THE PROBLEM:
Under this line are the records; write out word for word the part that begins at the line containing "Target: camouflage jacket" and ends at the line containing "Target: olive green rucksack", and no more.

RECORDS FOR THE EXERCISE Block Start

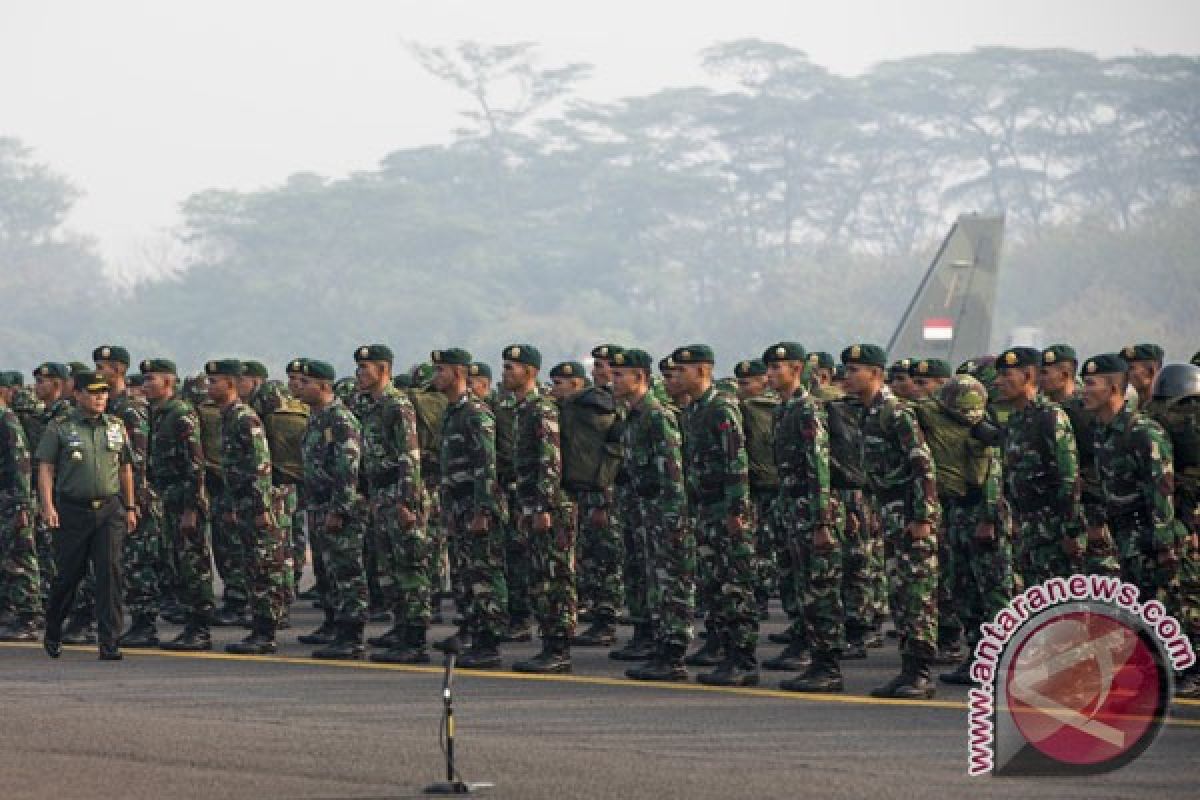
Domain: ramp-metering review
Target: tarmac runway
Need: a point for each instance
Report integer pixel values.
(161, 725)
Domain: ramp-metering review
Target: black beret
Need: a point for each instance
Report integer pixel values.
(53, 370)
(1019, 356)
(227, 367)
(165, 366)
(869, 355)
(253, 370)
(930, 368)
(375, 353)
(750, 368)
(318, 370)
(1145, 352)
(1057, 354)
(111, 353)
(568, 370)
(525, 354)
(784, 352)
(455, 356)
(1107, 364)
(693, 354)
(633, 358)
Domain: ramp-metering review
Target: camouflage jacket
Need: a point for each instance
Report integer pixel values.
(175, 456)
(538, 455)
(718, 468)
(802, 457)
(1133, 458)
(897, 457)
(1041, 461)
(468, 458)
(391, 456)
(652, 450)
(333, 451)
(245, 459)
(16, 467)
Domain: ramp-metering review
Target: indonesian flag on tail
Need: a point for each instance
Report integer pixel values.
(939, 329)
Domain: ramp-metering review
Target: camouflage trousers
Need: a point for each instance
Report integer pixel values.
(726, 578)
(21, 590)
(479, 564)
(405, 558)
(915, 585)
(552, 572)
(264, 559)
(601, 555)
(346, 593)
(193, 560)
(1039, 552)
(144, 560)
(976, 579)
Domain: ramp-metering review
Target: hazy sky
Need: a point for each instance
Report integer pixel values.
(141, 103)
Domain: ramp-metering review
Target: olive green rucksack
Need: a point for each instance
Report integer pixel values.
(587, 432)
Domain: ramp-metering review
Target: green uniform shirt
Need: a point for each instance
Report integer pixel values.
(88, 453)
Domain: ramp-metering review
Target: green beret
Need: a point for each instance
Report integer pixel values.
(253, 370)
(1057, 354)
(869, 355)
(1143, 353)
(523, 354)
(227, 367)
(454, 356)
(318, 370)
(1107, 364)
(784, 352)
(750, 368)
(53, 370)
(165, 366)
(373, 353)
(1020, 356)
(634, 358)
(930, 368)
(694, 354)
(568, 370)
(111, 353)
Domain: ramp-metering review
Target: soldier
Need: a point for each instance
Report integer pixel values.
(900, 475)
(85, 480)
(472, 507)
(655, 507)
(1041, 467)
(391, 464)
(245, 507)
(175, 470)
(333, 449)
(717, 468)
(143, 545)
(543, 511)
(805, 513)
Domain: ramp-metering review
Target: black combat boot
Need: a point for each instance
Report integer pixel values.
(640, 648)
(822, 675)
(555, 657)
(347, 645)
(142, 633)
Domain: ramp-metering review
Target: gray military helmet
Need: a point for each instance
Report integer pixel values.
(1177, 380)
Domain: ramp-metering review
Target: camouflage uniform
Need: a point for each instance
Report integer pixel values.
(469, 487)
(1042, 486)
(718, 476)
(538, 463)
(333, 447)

RECORDS FOR THE EXERCISE Block End
RECORDS FOR THE EXERCISE Block Start

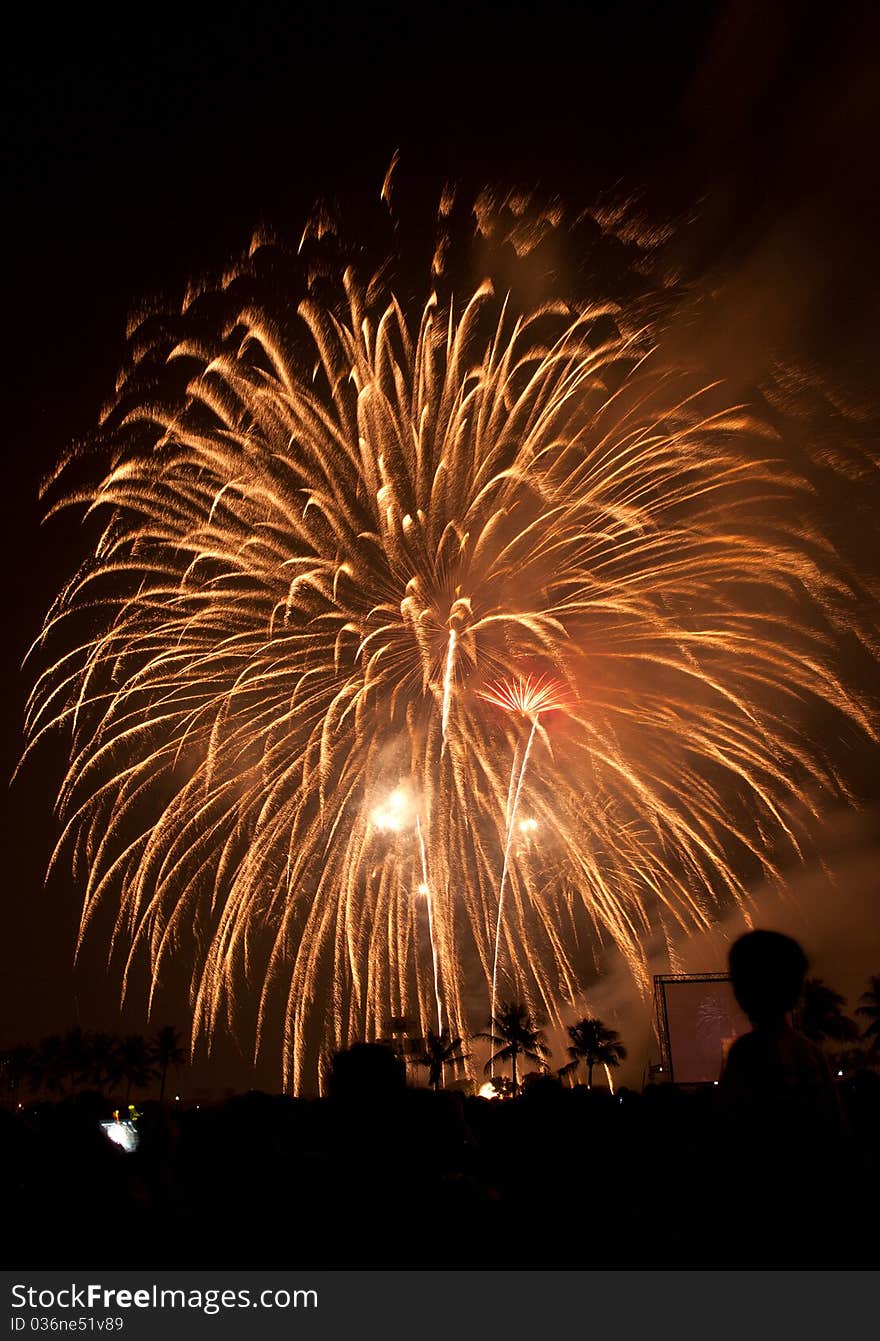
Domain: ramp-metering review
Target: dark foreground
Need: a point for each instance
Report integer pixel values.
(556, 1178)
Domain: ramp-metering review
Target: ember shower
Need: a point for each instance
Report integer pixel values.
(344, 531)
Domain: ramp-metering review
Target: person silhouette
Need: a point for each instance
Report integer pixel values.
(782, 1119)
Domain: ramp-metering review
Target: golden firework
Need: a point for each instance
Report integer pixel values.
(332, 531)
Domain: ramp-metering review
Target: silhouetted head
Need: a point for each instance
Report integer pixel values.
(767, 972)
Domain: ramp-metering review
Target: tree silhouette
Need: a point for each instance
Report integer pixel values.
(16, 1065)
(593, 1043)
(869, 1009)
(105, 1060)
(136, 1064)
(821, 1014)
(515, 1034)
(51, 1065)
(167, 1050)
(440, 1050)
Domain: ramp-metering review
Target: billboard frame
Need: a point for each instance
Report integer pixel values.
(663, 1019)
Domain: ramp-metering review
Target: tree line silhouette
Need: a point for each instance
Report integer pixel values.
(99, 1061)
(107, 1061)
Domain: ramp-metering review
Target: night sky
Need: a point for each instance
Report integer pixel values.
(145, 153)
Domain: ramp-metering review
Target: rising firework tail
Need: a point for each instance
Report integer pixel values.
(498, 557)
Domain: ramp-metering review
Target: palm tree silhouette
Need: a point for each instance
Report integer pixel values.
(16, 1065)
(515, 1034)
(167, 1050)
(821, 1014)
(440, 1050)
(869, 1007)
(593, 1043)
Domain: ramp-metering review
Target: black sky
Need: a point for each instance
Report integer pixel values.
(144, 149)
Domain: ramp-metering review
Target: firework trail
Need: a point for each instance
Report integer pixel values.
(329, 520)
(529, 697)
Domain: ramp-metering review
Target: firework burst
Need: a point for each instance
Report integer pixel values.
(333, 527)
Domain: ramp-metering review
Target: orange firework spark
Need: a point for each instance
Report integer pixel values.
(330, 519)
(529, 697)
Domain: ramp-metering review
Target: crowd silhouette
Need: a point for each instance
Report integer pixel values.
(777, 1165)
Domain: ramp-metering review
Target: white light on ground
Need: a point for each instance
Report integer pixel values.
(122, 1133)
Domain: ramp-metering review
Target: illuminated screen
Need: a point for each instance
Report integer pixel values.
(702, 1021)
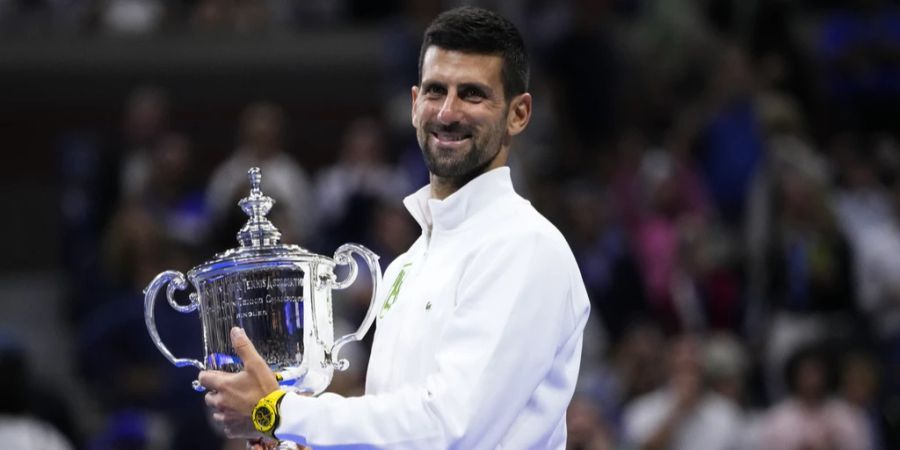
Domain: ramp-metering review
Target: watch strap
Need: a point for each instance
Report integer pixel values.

RECORDS FOR THE EXERCISE Block End
RECORDS FOR THE EXERCISE Block Start

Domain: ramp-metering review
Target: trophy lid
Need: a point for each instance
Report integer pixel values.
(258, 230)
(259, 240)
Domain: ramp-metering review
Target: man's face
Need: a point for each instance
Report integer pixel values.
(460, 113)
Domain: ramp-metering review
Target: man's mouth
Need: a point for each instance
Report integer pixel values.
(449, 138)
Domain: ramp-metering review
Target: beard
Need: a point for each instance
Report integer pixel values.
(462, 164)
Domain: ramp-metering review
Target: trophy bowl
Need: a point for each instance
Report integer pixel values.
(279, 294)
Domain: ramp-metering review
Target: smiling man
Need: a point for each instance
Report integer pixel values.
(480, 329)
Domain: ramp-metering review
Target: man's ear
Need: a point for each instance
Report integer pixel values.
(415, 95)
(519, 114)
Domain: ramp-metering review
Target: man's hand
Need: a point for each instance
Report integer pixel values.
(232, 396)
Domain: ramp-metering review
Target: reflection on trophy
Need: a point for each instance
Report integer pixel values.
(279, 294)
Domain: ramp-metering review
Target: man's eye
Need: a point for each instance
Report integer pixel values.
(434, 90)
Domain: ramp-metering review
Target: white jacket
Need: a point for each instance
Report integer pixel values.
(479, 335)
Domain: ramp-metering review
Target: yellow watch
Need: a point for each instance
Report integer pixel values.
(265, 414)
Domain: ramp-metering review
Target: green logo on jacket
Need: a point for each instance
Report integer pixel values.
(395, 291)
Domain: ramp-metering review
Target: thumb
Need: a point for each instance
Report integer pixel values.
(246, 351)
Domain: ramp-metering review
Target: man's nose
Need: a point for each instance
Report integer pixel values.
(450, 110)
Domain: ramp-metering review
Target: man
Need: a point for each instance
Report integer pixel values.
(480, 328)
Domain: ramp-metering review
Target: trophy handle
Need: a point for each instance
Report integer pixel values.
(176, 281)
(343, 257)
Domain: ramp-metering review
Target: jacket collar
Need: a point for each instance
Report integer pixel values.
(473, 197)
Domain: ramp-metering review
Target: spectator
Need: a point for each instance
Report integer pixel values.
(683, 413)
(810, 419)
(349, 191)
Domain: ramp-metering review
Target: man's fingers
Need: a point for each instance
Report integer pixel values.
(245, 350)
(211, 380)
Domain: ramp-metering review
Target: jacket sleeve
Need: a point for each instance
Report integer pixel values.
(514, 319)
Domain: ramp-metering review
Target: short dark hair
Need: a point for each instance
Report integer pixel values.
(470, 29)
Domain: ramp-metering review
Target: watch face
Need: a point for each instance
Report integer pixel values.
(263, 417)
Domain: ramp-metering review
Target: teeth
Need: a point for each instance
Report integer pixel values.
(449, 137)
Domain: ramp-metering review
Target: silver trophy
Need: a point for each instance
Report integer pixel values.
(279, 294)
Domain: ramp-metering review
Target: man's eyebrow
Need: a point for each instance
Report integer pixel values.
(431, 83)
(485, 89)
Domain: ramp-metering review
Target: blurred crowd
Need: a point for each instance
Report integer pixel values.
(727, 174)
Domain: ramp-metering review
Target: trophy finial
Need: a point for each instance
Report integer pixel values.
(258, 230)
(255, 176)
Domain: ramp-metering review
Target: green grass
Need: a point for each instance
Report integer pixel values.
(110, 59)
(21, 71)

RECORDS FOR THE EXERCISE Block End

ANSWER TO THE EXERCISE:
Target: camouflage jacket
Need: a point for each instance
Report integer pixel values.
(175, 456)
(538, 455)
(718, 468)
(802, 457)
(1133, 458)
(897, 457)
(1041, 461)
(468, 458)
(391, 456)
(652, 450)
(333, 451)
(245, 459)
(16, 467)
Domain: ramp-metering review
Target: indonesian flag on tail
Need: a point for each instance
Report integer pixel values.
(939, 329)
Domain: ramp-metering review
Target: camouflage trousers
Need: a point for each instance
Report integer pixel values.
(726, 578)
(21, 590)
(479, 564)
(405, 558)
(915, 585)
(552, 572)
(264, 559)
(601, 555)
(346, 593)
(193, 560)
(1039, 552)
(144, 560)
(976, 579)
Domain: ramp-metering review
Target: hazy sky
Need: a point for each instance
Report integer pixel values.
(141, 103)
Domain: ramp-metering review
Target: olive green rucksack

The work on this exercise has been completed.